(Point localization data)
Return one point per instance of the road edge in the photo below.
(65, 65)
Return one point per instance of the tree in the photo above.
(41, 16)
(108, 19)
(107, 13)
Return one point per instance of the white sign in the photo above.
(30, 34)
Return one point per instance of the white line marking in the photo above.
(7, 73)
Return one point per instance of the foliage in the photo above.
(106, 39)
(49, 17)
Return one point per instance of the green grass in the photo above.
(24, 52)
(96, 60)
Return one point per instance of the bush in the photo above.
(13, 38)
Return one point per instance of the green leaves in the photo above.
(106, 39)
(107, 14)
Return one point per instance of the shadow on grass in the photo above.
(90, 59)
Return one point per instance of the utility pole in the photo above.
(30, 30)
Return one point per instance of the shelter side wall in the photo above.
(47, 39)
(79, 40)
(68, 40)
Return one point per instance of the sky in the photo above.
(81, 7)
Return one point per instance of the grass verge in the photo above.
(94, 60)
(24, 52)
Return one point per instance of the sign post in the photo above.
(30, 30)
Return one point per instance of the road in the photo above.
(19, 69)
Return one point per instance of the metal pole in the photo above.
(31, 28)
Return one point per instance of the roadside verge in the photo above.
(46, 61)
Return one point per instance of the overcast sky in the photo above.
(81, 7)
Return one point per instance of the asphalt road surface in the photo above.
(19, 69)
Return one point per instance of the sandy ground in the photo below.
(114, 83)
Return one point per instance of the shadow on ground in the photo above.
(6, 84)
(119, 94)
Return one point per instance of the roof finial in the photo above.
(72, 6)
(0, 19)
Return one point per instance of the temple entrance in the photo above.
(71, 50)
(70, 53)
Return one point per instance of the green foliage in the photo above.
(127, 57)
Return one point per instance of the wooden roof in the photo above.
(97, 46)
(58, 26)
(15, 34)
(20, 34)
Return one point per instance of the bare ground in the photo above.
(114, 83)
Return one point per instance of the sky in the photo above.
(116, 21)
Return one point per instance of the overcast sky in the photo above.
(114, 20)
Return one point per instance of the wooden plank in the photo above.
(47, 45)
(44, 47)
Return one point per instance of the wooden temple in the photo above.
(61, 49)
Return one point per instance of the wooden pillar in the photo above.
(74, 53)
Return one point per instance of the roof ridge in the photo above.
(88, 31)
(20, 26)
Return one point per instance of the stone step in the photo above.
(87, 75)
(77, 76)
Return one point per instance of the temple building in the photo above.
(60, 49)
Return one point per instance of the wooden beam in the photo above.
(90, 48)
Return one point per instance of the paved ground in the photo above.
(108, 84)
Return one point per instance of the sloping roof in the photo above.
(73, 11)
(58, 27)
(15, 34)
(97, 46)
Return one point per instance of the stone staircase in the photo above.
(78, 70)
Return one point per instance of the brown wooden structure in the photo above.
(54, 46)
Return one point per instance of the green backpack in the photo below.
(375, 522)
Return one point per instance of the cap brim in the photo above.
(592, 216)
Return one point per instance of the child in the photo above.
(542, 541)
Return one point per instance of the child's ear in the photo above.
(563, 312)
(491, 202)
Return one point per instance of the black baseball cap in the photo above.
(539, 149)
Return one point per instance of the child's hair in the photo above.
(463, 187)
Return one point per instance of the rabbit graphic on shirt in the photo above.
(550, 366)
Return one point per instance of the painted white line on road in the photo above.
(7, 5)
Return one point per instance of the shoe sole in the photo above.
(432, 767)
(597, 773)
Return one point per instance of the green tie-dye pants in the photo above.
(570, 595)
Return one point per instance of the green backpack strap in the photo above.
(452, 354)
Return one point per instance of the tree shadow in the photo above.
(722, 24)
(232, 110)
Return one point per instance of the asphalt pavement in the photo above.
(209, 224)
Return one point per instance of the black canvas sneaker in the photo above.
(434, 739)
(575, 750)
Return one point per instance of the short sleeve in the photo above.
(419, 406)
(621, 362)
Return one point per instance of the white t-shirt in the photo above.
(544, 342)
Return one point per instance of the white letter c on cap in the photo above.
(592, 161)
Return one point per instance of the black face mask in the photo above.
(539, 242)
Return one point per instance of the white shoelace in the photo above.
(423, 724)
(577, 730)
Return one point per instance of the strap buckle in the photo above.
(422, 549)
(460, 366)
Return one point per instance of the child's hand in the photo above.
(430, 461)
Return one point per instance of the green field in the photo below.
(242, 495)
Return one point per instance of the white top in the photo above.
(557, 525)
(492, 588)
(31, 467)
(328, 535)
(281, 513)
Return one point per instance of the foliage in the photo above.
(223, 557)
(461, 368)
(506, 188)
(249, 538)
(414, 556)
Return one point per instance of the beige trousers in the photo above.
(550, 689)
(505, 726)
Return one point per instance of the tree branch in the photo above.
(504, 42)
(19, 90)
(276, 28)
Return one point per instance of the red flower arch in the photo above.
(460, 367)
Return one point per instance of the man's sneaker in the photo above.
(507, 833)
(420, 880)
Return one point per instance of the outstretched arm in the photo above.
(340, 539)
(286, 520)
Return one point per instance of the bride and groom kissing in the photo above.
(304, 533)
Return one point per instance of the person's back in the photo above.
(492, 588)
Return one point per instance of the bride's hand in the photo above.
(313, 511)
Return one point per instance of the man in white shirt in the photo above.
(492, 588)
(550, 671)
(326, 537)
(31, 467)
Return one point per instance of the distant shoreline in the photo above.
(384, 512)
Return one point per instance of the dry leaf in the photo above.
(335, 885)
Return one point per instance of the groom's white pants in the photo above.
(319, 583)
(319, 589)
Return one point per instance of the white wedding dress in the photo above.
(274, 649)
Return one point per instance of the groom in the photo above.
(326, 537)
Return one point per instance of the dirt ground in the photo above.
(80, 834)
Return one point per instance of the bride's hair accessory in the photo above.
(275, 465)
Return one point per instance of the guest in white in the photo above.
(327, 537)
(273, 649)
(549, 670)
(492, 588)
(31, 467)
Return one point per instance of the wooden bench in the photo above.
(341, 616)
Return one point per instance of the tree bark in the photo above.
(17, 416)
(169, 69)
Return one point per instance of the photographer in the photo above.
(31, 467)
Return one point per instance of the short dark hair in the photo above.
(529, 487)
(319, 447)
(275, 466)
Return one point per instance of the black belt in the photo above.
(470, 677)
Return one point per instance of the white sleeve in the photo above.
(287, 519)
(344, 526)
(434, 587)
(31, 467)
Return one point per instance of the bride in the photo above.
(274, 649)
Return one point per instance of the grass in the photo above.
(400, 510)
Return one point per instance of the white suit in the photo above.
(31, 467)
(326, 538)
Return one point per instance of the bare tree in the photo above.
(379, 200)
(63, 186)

==

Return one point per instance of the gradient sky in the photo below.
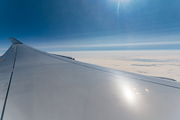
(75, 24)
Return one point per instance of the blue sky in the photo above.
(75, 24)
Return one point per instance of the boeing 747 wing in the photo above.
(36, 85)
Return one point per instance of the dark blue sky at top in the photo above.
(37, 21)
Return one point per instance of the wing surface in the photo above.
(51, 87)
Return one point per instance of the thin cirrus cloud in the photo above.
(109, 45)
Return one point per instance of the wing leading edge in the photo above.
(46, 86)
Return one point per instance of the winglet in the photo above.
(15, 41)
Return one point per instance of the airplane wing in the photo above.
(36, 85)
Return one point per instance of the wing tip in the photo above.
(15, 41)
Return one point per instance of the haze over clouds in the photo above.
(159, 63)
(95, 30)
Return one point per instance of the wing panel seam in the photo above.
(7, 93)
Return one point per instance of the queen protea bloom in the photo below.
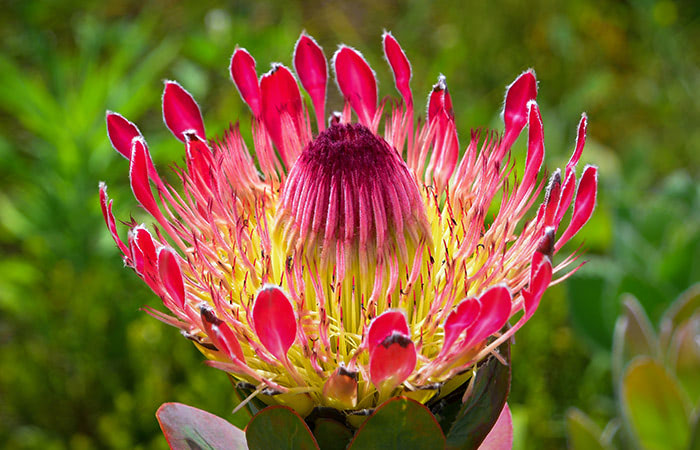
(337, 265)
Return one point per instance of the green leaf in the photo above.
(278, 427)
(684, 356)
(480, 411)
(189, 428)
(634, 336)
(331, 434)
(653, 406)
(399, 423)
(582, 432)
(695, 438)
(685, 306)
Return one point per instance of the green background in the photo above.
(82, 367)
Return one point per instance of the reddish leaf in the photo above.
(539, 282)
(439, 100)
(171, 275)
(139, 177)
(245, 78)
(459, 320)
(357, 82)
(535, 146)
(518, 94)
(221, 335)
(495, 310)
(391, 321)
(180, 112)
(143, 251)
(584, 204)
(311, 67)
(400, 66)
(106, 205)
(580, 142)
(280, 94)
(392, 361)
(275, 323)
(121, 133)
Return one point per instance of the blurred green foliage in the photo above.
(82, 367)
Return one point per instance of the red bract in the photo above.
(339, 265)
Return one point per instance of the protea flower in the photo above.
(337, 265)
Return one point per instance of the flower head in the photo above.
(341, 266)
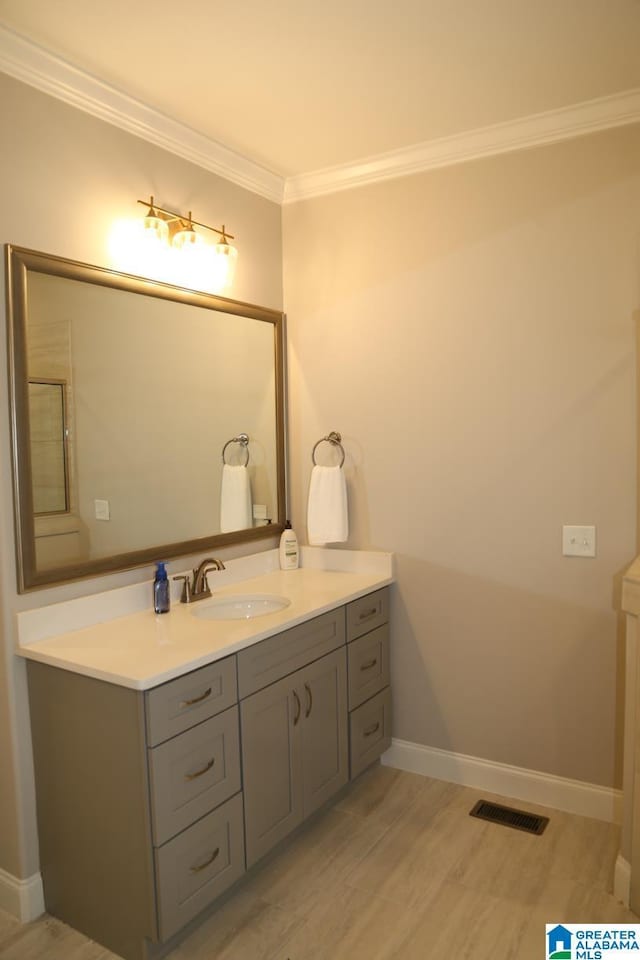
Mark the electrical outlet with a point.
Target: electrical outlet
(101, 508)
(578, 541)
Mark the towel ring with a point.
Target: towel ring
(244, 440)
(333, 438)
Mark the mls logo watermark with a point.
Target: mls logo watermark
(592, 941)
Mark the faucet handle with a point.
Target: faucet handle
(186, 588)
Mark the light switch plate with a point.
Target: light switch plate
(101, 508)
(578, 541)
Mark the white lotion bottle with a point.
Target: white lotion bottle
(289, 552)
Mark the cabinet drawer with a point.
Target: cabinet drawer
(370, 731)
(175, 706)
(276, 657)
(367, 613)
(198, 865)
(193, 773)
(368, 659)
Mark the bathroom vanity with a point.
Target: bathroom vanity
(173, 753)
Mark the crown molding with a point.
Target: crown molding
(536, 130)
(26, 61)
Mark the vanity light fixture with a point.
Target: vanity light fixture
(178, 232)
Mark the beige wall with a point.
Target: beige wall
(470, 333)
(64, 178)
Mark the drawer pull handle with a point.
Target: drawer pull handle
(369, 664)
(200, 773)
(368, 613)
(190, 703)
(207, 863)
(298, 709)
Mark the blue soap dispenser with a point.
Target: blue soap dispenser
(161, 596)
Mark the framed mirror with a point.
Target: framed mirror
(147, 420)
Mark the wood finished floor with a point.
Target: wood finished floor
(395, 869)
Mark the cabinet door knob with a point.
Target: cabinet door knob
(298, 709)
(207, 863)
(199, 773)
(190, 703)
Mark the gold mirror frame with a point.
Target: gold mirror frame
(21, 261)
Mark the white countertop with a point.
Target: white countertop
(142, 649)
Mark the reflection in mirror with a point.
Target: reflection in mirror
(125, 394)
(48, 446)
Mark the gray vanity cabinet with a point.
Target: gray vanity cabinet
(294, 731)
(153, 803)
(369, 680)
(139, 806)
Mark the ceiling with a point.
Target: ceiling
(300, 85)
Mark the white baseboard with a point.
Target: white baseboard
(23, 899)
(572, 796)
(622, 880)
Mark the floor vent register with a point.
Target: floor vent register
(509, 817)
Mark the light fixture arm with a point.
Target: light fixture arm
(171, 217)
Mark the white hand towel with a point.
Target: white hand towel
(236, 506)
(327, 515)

Work instructions:
The lines above, starting at the one with "Mark the drawer pull handle with a point." and ending at the one with "Mark the cabinet door knob with a point.", are the only ones to return, exactly as written.

Answer below:
Mark the drawer pull handle with a point.
Target: drawer pull handle
(369, 664)
(200, 773)
(368, 613)
(190, 703)
(207, 863)
(298, 709)
Mark the blue soap dispenser with a point.
Target: blue soap dispenser
(161, 596)
Mark the framed mirror with a point.
Target: framed mirror
(147, 420)
Mark the wood finished floor with a point.
Target: wood finished floor
(395, 869)
Mark the cabinet door knob with a point.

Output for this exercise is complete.